* [Exercise details]: Each record needs to be echoed exactly; can you do that?

[Extracted data entries]

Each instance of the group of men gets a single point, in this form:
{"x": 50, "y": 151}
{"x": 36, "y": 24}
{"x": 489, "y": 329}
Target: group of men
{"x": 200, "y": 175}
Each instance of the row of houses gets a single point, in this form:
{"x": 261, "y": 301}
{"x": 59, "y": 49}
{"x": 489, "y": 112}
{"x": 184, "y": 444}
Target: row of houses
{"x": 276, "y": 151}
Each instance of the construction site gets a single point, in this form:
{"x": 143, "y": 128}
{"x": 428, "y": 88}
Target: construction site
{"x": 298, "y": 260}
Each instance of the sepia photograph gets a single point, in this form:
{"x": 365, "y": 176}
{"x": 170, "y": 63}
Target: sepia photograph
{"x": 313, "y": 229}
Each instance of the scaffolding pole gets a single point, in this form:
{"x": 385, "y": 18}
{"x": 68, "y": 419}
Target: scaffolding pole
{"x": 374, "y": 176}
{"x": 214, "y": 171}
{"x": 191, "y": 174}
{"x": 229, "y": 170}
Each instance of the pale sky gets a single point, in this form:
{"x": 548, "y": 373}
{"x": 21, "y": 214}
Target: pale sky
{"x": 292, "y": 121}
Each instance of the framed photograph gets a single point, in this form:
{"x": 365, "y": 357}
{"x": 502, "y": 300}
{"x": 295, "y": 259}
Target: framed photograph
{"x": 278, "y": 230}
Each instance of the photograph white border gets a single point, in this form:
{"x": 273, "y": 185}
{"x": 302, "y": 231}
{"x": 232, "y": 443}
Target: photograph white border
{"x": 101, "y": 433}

* [Output of the task]:
Each instance of the group of men gets a single point, in this form:
{"x": 50, "y": 151}
{"x": 36, "y": 24}
{"x": 489, "y": 329}
Target: group of men
{"x": 200, "y": 175}
Each instance of the row of houses gets a single point, in this form:
{"x": 261, "y": 301}
{"x": 59, "y": 49}
{"x": 489, "y": 112}
{"x": 184, "y": 444}
Target: row of houses
{"x": 276, "y": 151}
Each instance of the construction site gets a single point, in this form:
{"x": 143, "y": 128}
{"x": 428, "y": 88}
Target: construction site
{"x": 298, "y": 260}
Each instance of the sepia photograph gets a single point, in this form:
{"x": 365, "y": 176}
{"x": 170, "y": 63}
Target: sepia photograph
{"x": 313, "y": 229}
Each instance of the scaffolding pole gets a single point, in this form:
{"x": 385, "y": 18}
{"x": 68, "y": 419}
Target: scaffolding pole
{"x": 374, "y": 176}
{"x": 214, "y": 171}
{"x": 191, "y": 174}
{"x": 229, "y": 170}
Each instance of the pale sky gets a single point, in this form:
{"x": 548, "y": 373}
{"x": 21, "y": 214}
Target: pale sky
{"x": 292, "y": 121}
Each instance of the framed photograph gets a single point, in this form:
{"x": 365, "y": 357}
{"x": 502, "y": 300}
{"x": 295, "y": 259}
Target: framed photograph
{"x": 278, "y": 230}
Each instance of the photograph white border gets a single point, in this form:
{"x": 273, "y": 185}
{"x": 302, "y": 231}
{"x": 232, "y": 443}
Target: photograph white border
{"x": 101, "y": 433}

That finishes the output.